--- Textauszug ---

© JUNGE FREIHEIT Verlag GmbH & Co. KG www.jungefreiheit.de 41/20 / 02. Oktober 2020

Thalers Streifzüge
Thorsten Thaler

Wenn böse Vorahnungen sich bewahrheiten, ist das alles andere als ein Grund zur Freude. Vor einem halben Jahr notierte ich an dieser Stelle, die Vorabinformationen zur Neuproduktion von Richard Wagners Tetralogie „Der Ring des Nibelungen“ an der Deutschen Oper Berlin ließen „nichts Gutes erwarten“ (Streifzüge vom 27. März). Nachdem der „Rheingold“-Auftakt im Juni wegen der Corona-Pandemie ausfallen mußte und auf 2021 verschoben wurde, hatte nun vergangenen Sonntag unter Infektionsschutzbedingungen – besetzt werden durften 770 von 1.800 Plätzen, und auch während der Vorstellung herrschte Maskenpflicht – die von Regisseur Stefan Herheim inszenierte „Walküre“ ihre Premiere an der Bismarckstraße, und siehe da: Zum Schluß hagelte es lautstarke Buh-Rufe für die Regie.


Die Vierer-Runde am Nebentisch in meinem Stammlokal , zwei deutlich lebensältere Paare, kennt gefühlt über zwei Stunden hinweg nur drei Gesprächsthemen: Krankheiten, Arztbesuche und Medikation/Therapien. Wie hat Anfang 2011 der damals 84jährige Schauspieler und Moderator Joachim „Blacky“ Fuchsberger seine Biographie betitelt? Altwerden ist nichts für Feiglinge.


Im Zentrum von Herheims „Walküre“-Inszenierung stehen ein Konzertflügel (frei nach Nietzsche: „Die Geburt der Tragödie aus dem Geist der Musik“) und – Koffer. Hunderte, stapelweise meterhoch als Bühnenhintergrund, vorne, seitlich, überall Koffer. Sinnbild für Wagners eigene tatsächliche Fluchten oder/und die seiner Protagonisten Wotan, Siegmund und Sieglinde, Brünnhilde? Oder doch auch eine vollkommen schiefe Vergegenständlichung gegenwärtiger Migrationsströme? Im digitalen Programmheft verweist der norwegische Regisseur auf seine „Rheingold“-Konzeption, die mit einer Gruppe Menschen auf der Flucht beginnt. Sie machen Rast an einem Klavier auf der sonst leeren Bühne und leiten hier ein Spiel ein, von dem Wotan im ersten Akt sagt: „Wandel und Wechsel liebt, wer lebt: Das Spiel drum kann ich nicht sparen.“ O-Ton Herheim: „Bei uns vollzieht sich dieses Spiel unter Flüchtigen, die keine Heimat mehr haben und diese nun im Mythos suchen.“ Warum allerdings hat Wotan seinen ersten Auftritt in Feinripp-Hemdchen und Unterhose? Wie verträgt sich das mit dem Brustpanzer und Flügelhelm Brünnhildes? Und warum kopulieren Zombies mit den Girlie-Walküren? Schließlich: Wo bitte hat Wagner geschrieben, daß Sieglinde ein behindertes Kind hat und ihm gegen Ende des erstes Aktes die Kehle durchschneidet?

---

▶ _Aufgabenstellung_: Wie viele der 1.800 Plätze durften laut dem Textauszug bei der Premiere der „Walküre“ an der Deutschen Oper Berlin besetzt werden?

--- Extrahierte Daten ---

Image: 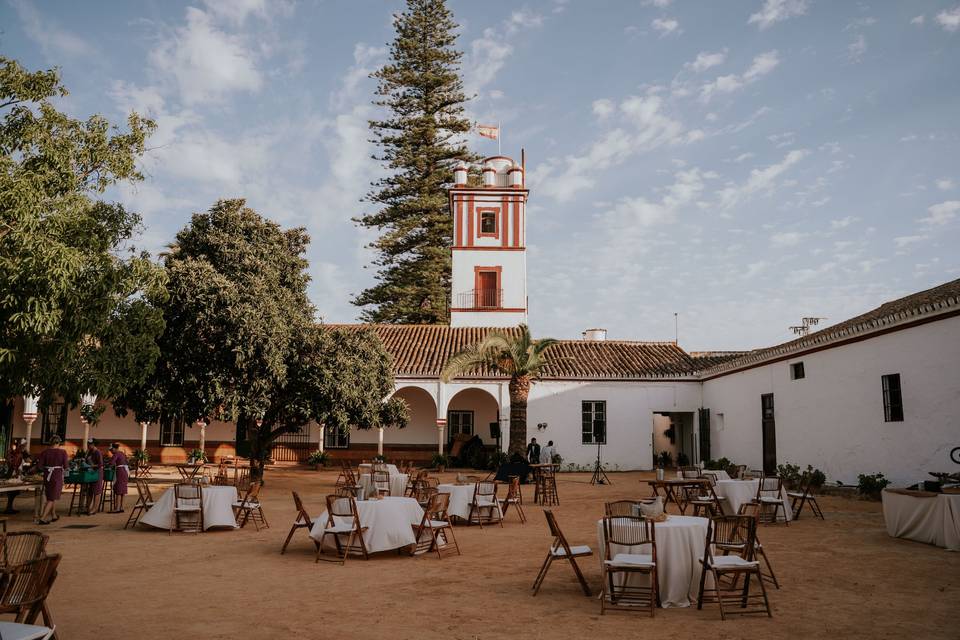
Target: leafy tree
[0,57,165,404]
[115,200,406,476]
[353,0,472,324]
[440,324,557,455]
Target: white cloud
[770,231,808,247]
[847,33,867,62]
[150,7,263,105]
[937,5,960,33]
[683,49,727,73]
[700,50,780,102]
[593,98,617,119]
[650,18,683,37]
[717,149,810,209]
[920,200,960,229]
[747,0,807,31]
[10,0,96,62]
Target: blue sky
[0,0,960,350]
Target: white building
[0,156,960,484]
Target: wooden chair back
[0,531,49,570]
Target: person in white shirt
[540,440,557,464]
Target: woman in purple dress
[87,438,103,516]
[37,436,67,524]
[110,442,130,513]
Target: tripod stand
[590,442,613,484]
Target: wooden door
[760,393,777,474]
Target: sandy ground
[10,470,960,640]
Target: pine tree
[353,0,472,324]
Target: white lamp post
[23,396,40,453]
[80,391,97,449]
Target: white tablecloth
[881,491,960,551]
[597,515,709,608]
[310,496,423,553]
[360,473,407,497]
[713,480,793,520]
[437,484,500,520]
[140,486,240,529]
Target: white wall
[527,381,700,470]
[703,317,960,486]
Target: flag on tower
[477,124,500,140]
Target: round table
[713,480,793,520]
[597,515,709,608]
[310,496,423,553]
[360,473,408,497]
[140,485,239,530]
[437,484,476,520]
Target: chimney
[583,329,607,342]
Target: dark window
[883,373,903,422]
[447,411,473,440]
[160,416,184,447]
[581,400,607,444]
[480,211,497,235]
[323,427,350,449]
[40,402,67,444]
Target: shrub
[857,473,890,500]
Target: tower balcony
[457,289,503,309]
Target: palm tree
[440,324,557,455]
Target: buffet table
[881,489,960,551]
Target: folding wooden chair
[280,491,320,555]
[600,515,660,618]
[413,493,460,559]
[123,478,154,529]
[467,481,503,529]
[500,476,527,524]
[756,476,790,526]
[170,482,203,534]
[787,471,825,520]
[0,531,50,571]
[697,516,773,620]
[532,509,593,597]
[737,502,780,589]
[233,482,270,531]
[0,554,60,627]
[316,495,370,564]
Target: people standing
[540,440,557,464]
[110,442,130,513]
[37,436,67,524]
[86,438,103,516]
[527,438,540,464]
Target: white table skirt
[360,473,407,497]
[713,480,793,520]
[140,486,240,529]
[310,497,423,553]
[881,491,960,551]
[597,515,709,608]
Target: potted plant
[307,451,330,471]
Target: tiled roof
[334,324,699,380]
[701,279,960,377]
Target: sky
[0,0,960,350]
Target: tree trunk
[507,376,530,456]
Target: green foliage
[307,451,330,466]
[353,0,472,324]
[440,324,557,455]
[115,200,409,475]
[0,57,166,405]
[857,473,890,500]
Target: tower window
[480,211,497,236]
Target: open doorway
[653,411,696,467]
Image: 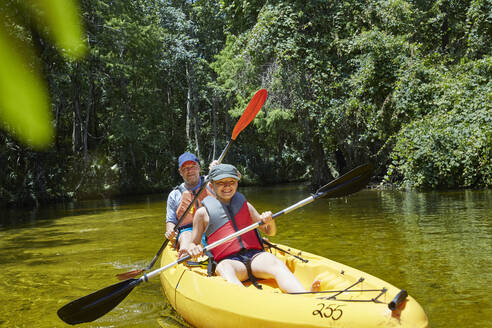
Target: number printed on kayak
[313,303,343,320]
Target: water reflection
[0,185,492,327]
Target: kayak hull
[160,245,428,328]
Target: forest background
[0,0,492,206]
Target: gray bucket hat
[208,164,241,181]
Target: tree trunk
[186,64,191,145]
[71,64,81,154]
[311,130,333,189]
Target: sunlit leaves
[0,0,86,149]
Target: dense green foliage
[0,0,492,203]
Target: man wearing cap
[180,164,305,292]
[166,152,215,249]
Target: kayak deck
[161,245,428,328]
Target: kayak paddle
[58,164,372,325]
[116,89,268,280]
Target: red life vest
[176,179,213,227]
[202,192,263,262]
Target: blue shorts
[221,249,264,266]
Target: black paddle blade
[58,279,141,325]
[314,164,373,198]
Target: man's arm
[166,190,181,239]
[178,207,209,258]
[248,202,277,236]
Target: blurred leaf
[0,0,87,149]
[0,27,53,149]
[27,0,87,58]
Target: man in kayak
[180,164,312,293]
[166,152,216,249]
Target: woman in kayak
[180,164,319,293]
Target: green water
[0,186,492,328]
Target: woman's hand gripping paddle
[58,164,372,325]
[116,89,268,280]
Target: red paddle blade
[231,89,268,140]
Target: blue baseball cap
[178,152,200,168]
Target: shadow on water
[0,194,164,231]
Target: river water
[0,185,492,328]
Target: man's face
[179,161,200,185]
[212,178,237,201]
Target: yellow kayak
[160,245,428,328]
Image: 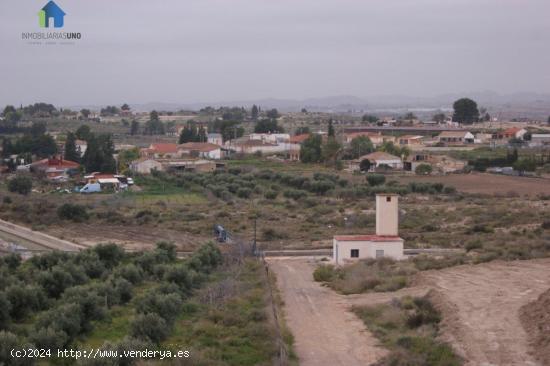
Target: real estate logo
[21,1,82,45]
[38,1,66,28]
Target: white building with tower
[332,194,405,265]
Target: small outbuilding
[332,194,405,265]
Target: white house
[249,133,290,144]
[332,194,405,265]
[438,131,475,145]
[207,133,223,146]
[350,151,403,171]
[178,142,222,160]
[130,158,164,174]
[74,140,88,156]
[529,133,550,147]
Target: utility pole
[252,214,258,255]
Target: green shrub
[131,313,170,344]
[57,203,89,222]
[313,264,336,282]
[367,174,386,187]
[264,190,279,200]
[8,175,32,195]
[464,240,483,252]
[0,292,11,330]
[414,164,433,175]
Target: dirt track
[270,258,550,366]
[399,173,550,196]
[269,258,386,366]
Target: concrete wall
[376,194,399,236]
[332,239,405,265]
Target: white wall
[332,239,405,265]
[376,194,399,236]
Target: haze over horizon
[0,0,550,106]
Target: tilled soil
[270,258,550,366]
[520,290,550,366]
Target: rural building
[350,151,403,172]
[206,133,223,146]
[397,135,424,146]
[140,143,180,159]
[529,133,550,147]
[438,131,475,145]
[332,194,404,265]
[403,154,468,174]
[249,133,290,144]
[226,140,286,154]
[130,158,163,174]
[130,158,219,174]
[493,127,527,141]
[75,140,88,156]
[30,156,80,180]
[178,142,222,160]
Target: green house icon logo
[38,1,65,28]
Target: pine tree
[328,118,336,137]
[65,132,80,162]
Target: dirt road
[423,260,550,366]
[268,257,386,366]
[269,258,550,366]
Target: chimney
[376,193,399,236]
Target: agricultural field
[0,243,292,365]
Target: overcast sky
[0,0,550,105]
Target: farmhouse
[140,143,179,159]
[332,194,404,265]
[30,157,80,180]
[438,131,475,145]
[178,142,222,159]
[493,127,527,140]
[398,135,424,146]
[350,151,403,172]
[206,133,223,146]
[529,133,550,147]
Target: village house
[529,133,550,147]
[75,140,88,156]
[350,151,403,172]
[30,156,80,181]
[403,154,468,174]
[129,158,218,174]
[226,140,286,154]
[178,142,222,160]
[332,194,405,265]
[249,133,290,144]
[129,158,163,174]
[397,135,424,147]
[344,132,395,147]
[288,133,311,161]
[493,127,527,141]
[206,133,223,146]
[140,143,180,159]
[438,131,475,145]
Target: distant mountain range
[70,91,550,118]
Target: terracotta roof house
[30,157,80,180]
[289,133,310,144]
[140,143,178,158]
[397,135,424,145]
[332,194,405,265]
[178,142,222,160]
[493,127,527,140]
[350,151,403,172]
[438,131,475,145]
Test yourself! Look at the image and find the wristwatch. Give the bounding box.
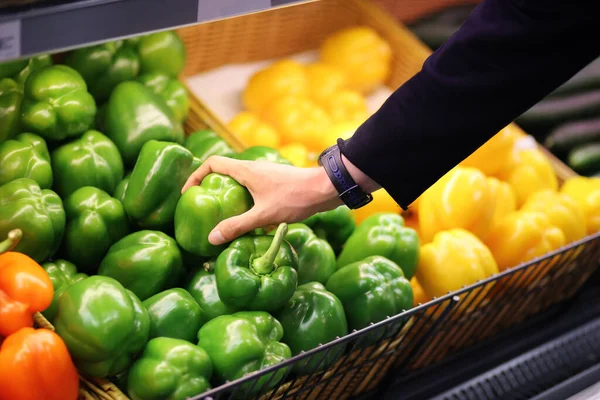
[319,139,373,210]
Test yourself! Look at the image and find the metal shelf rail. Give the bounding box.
[0,0,314,62]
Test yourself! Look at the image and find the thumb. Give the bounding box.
[208,208,263,246]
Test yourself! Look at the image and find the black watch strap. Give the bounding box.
[319,140,373,210]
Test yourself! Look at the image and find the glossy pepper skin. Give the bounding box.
[21,65,96,141]
[98,230,183,301]
[416,228,498,298]
[0,178,65,262]
[326,256,413,330]
[130,31,186,78]
[198,311,292,391]
[302,206,356,253]
[0,328,79,400]
[277,282,348,374]
[127,337,212,400]
[285,223,336,285]
[186,260,239,325]
[0,78,23,143]
[42,260,88,323]
[142,288,203,342]
[52,130,124,198]
[337,213,419,279]
[521,189,587,243]
[419,167,495,243]
[137,72,190,122]
[104,81,183,166]
[183,129,235,162]
[215,224,298,312]
[64,40,140,103]
[54,275,150,378]
[175,173,253,257]
[485,210,566,271]
[0,133,53,189]
[63,186,129,273]
[0,229,53,336]
[233,146,292,165]
[123,140,200,230]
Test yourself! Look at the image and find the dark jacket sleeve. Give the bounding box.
[341,0,600,209]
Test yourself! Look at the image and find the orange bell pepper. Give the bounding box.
[0,229,54,336]
[0,328,79,400]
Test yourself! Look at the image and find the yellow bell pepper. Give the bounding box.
[227,111,281,148]
[499,148,558,207]
[279,143,312,168]
[306,62,346,103]
[487,176,517,226]
[419,167,495,243]
[521,190,587,243]
[460,127,516,175]
[263,96,331,152]
[352,189,402,226]
[485,210,566,271]
[319,26,392,93]
[560,176,600,235]
[320,89,369,124]
[416,228,498,297]
[242,59,308,114]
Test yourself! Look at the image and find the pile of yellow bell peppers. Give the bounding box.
[405,126,600,302]
[228,26,392,167]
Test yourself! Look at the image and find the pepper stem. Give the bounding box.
[0,229,23,254]
[252,223,287,275]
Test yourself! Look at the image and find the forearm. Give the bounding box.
[342,0,600,208]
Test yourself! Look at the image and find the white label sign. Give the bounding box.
[0,20,21,61]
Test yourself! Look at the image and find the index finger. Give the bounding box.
[181,156,239,193]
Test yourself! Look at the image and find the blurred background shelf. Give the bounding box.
[0,0,307,61]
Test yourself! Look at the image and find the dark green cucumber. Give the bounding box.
[548,58,600,97]
[515,90,600,136]
[544,118,600,153]
[567,142,600,174]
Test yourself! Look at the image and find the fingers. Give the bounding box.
[181,156,245,193]
[208,207,265,246]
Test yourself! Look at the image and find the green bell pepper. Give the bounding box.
[137,72,190,122]
[215,224,298,312]
[175,173,253,257]
[123,140,200,230]
[63,186,129,273]
[285,223,336,285]
[64,40,140,103]
[113,172,131,203]
[52,130,124,198]
[103,81,183,166]
[0,178,65,262]
[21,65,96,141]
[98,230,183,301]
[198,311,292,391]
[0,133,52,189]
[129,31,186,78]
[337,213,419,279]
[276,282,348,374]
[303,206,356,254]
[42,260,88,323]
[326,256,413,330]
[142,288,203,342]
[232,146,293,165]
[0,78,23,143]
[13,54,52,86]
[186,260,239,325]
[127,337,212,400]
[183,129,235,162]
[54,275,150,378]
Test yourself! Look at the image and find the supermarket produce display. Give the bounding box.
[0,5,600,400]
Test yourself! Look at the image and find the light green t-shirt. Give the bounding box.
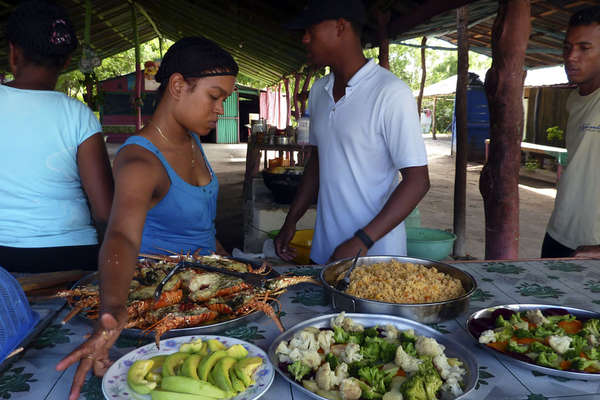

---

▶ _Lösung_: 770 der 1.800 Plätze durften besetzt werden.